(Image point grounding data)
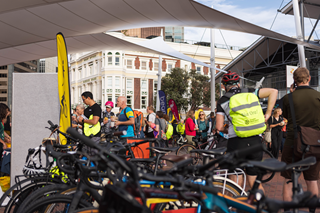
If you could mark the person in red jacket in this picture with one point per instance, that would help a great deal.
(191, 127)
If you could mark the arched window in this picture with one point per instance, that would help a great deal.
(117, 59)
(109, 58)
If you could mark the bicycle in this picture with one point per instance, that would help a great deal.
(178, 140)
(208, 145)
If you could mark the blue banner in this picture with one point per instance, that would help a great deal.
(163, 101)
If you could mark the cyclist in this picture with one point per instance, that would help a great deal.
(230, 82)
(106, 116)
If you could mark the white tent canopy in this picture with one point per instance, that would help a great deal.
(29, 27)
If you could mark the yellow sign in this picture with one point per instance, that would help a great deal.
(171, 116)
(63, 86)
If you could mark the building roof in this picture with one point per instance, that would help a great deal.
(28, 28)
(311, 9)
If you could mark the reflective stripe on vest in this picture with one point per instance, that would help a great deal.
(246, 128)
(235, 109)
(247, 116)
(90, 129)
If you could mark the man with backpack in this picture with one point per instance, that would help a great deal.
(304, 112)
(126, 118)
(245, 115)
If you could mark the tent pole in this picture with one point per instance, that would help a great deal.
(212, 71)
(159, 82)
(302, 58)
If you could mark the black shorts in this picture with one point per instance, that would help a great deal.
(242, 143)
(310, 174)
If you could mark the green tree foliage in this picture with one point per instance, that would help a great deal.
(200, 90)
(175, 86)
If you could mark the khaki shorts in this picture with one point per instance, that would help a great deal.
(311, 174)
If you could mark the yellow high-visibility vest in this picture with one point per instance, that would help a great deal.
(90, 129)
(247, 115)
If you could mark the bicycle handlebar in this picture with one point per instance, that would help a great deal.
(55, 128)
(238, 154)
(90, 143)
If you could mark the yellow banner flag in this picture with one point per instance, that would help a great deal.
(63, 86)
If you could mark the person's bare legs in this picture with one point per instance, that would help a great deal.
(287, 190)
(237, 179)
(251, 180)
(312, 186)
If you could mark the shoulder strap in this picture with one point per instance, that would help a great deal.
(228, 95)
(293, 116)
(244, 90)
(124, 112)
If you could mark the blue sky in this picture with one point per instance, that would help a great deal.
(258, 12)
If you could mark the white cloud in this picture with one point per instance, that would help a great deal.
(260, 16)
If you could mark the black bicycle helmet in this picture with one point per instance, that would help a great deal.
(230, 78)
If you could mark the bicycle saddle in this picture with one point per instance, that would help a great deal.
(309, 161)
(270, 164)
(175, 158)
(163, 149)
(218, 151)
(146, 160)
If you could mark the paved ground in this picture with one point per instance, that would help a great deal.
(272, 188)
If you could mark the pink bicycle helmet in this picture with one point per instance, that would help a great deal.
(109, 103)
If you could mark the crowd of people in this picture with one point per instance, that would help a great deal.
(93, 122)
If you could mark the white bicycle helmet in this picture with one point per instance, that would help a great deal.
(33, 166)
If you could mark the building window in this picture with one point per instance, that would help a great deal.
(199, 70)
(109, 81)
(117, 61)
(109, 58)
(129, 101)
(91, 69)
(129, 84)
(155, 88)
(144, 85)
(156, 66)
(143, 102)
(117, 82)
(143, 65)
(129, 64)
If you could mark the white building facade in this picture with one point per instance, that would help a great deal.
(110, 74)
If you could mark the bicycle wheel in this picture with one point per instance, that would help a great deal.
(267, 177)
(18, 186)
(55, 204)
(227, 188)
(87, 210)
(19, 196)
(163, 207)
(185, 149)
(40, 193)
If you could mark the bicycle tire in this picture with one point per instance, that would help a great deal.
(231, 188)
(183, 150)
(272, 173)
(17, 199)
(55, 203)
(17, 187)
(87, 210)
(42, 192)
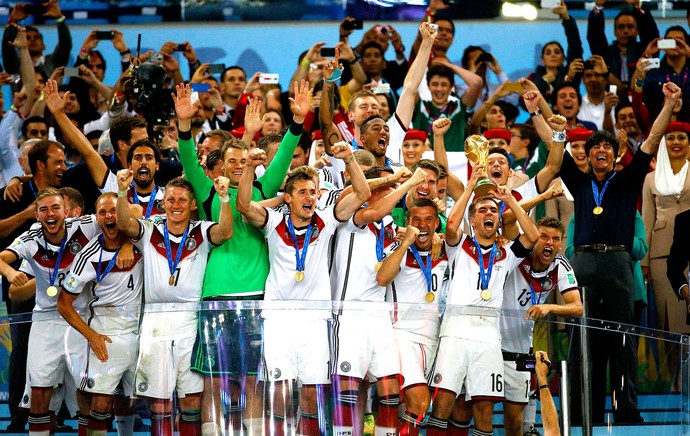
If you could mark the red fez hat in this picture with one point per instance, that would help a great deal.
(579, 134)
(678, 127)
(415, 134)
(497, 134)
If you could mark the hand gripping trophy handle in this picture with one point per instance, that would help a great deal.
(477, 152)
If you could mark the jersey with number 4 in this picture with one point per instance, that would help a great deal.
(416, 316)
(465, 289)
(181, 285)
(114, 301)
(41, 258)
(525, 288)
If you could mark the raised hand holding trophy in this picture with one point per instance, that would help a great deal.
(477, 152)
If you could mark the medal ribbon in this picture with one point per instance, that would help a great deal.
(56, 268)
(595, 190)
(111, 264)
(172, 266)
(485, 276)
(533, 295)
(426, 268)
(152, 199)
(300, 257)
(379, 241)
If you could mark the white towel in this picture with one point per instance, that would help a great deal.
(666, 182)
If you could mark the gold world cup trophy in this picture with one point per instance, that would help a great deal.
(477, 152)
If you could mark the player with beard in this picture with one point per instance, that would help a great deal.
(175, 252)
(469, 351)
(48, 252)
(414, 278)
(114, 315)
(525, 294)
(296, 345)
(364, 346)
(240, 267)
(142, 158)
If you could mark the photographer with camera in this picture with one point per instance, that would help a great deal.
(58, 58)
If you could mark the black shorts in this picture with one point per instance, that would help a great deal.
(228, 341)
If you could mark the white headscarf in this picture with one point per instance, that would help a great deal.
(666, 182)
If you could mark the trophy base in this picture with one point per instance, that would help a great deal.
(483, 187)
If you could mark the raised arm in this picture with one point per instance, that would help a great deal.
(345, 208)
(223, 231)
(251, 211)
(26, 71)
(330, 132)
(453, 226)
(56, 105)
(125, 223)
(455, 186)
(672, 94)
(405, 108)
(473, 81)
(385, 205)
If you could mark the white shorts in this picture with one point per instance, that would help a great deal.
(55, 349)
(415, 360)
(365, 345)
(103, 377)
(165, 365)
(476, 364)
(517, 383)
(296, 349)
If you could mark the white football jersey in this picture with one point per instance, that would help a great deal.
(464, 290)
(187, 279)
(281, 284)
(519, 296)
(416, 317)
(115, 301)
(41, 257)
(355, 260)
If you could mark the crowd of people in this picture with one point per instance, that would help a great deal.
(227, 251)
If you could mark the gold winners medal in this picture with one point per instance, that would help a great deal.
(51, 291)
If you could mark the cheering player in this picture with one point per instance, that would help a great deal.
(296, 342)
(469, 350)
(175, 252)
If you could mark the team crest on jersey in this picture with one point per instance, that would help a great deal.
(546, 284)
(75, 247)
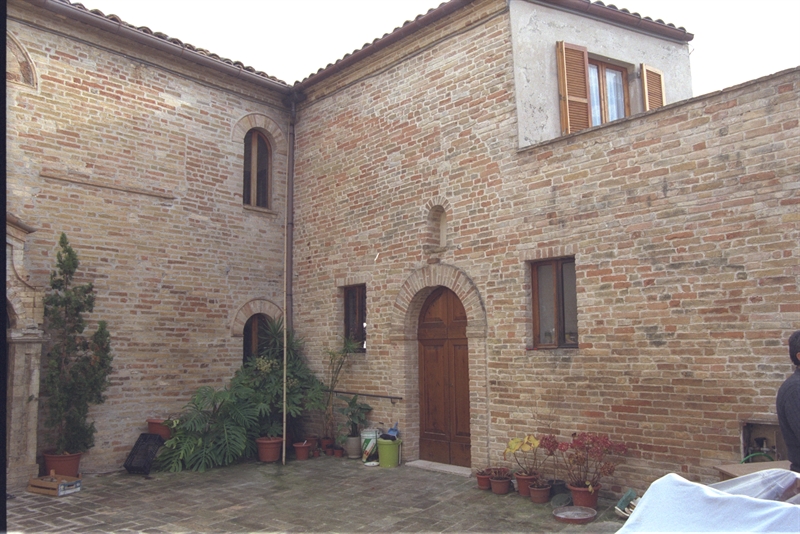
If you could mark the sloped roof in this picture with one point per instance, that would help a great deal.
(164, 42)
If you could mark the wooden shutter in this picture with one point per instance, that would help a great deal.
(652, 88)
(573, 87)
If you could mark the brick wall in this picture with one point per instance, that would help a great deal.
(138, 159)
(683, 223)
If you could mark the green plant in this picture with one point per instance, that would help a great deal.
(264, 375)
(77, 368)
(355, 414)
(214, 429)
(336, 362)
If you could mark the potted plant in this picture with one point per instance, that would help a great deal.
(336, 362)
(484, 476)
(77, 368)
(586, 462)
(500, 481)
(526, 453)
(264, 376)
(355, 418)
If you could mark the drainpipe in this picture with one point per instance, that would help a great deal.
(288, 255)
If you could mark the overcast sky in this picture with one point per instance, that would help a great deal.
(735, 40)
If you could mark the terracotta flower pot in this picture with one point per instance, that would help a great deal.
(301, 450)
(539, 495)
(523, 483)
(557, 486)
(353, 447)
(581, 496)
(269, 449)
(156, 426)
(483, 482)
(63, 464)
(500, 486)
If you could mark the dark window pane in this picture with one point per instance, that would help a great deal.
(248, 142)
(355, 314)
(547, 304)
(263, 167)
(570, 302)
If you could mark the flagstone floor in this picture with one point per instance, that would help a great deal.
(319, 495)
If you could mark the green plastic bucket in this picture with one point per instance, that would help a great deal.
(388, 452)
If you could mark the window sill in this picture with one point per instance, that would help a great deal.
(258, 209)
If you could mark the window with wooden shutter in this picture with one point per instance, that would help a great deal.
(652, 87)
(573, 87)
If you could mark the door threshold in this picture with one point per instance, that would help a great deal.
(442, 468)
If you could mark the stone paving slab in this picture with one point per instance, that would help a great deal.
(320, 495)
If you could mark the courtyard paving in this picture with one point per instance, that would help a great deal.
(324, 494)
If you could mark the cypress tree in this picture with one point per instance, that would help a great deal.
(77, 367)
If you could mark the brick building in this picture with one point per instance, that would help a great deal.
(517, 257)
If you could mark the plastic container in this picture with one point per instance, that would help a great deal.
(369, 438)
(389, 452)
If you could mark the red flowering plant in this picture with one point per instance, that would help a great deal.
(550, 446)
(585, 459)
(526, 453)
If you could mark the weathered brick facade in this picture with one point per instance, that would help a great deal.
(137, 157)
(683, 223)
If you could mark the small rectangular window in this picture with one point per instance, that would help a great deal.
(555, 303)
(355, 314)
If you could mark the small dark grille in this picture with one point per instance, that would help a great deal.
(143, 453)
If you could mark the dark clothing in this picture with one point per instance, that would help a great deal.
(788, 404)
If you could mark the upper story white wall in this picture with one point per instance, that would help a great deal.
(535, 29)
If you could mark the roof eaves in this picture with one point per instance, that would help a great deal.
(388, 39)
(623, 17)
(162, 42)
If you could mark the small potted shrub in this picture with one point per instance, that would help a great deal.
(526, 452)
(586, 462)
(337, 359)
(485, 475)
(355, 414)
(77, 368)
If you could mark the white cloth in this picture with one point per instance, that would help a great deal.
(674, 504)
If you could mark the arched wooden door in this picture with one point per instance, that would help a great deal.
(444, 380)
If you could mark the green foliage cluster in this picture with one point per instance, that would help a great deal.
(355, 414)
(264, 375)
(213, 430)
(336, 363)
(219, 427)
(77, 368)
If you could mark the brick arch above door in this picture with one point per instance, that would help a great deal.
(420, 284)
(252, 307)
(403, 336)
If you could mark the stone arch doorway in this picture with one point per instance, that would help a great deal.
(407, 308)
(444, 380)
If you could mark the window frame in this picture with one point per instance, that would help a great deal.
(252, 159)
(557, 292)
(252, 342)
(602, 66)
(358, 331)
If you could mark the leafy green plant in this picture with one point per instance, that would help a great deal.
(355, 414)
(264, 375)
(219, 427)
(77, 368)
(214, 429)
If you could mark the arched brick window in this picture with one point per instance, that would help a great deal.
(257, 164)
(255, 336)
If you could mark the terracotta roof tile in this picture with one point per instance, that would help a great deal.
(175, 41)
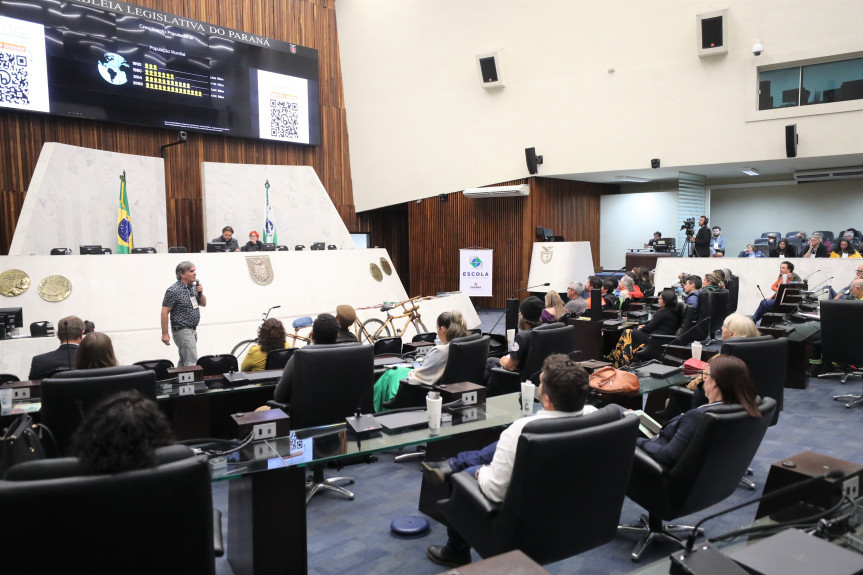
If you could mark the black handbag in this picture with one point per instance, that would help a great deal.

**GOAL OF THE EXERCISE**:
Begin at the line containing "If you could mark the arched wooden" and transcribe exactly every line through the end of the records, both ends included, leaving the pictures out.

**RESPONSE**:
If you could mark the arched wooden door in this picture with one point per instance, that would help a great deal.
(444, 380)
If you could mark the green foliage cluster in this picture with one point per instance, that would help a great deal.
(355, 414)
(264, 375)
(213, 430)
(336, 363)
(219, 427)
(77, 368)
If you could mark the brick arch above door in this picture with one point per instance, that would help a great deal.
(420, 284)
(252, 307)
(403, 336)
If you could mark the stone arch doorway in this picture with one point per instance, that would help a great deal.
(407, 308)
(444, 380)
If you could mark the window frame in this picture with one point per instance, that would help a great deal.
(252, 159)
(557, 292)
(252, 342)
(602, 66)
(358, 331)
If you could mark the leafy green plant in this picture with one point per instance, that would help a great deal.
(355, 414)
(264, 375)
(219, 427)
(77, 368)
(214, 429)
If you could mark the arched brick window in this picture with one point per instance, that would help a great deal.
(257, 164)
(255, 336)
If you could mark the terracotta roof tile in this picture with one point per instance, that would help a great deal.
(175, 41)
If you could mark the black handbag in this picture with one point per instance, that would help a great deal.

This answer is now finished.